◆ DATA TO PROCESS:
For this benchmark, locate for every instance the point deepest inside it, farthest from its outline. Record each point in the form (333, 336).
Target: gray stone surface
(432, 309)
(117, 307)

==

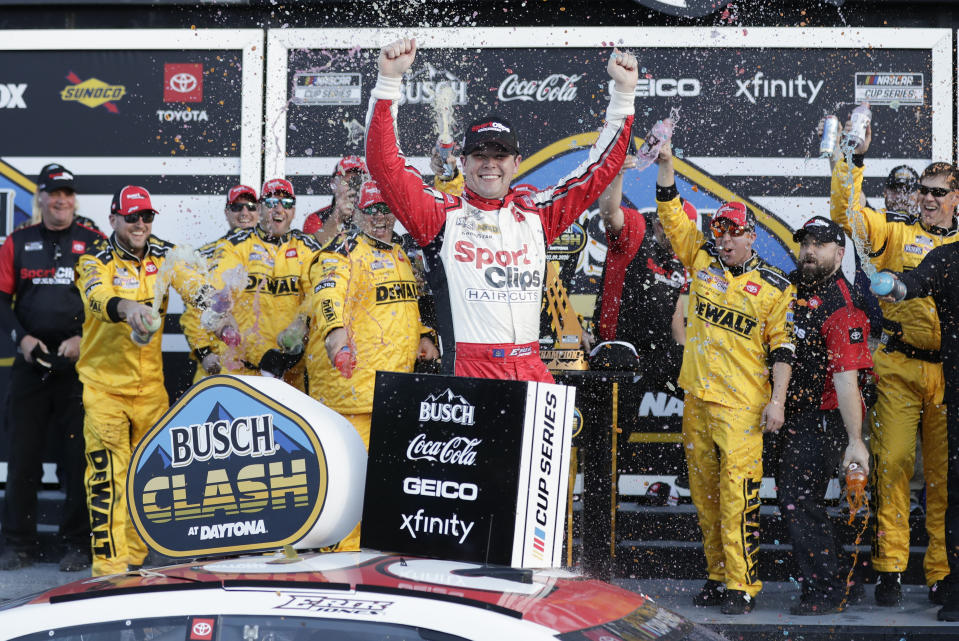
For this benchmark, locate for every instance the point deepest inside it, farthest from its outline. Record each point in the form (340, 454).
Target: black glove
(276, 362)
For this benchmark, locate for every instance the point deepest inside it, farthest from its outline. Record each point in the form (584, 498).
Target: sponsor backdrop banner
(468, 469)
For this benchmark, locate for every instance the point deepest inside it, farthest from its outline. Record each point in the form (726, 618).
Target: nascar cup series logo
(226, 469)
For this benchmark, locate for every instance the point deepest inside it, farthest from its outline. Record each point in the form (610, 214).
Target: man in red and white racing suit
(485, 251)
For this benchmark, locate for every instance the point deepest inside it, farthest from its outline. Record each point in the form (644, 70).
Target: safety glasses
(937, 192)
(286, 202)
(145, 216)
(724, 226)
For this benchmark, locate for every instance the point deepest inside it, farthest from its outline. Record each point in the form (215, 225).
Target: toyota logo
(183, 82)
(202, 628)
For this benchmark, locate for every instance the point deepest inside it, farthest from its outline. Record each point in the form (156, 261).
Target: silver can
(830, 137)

◆ YOUR TASK: Find every line in the entries above that contains the word "logo" and copy each one in full. Case counts.

◆ TASK SOLUTION:
Target: nascar cup series logo
Target: toyota logo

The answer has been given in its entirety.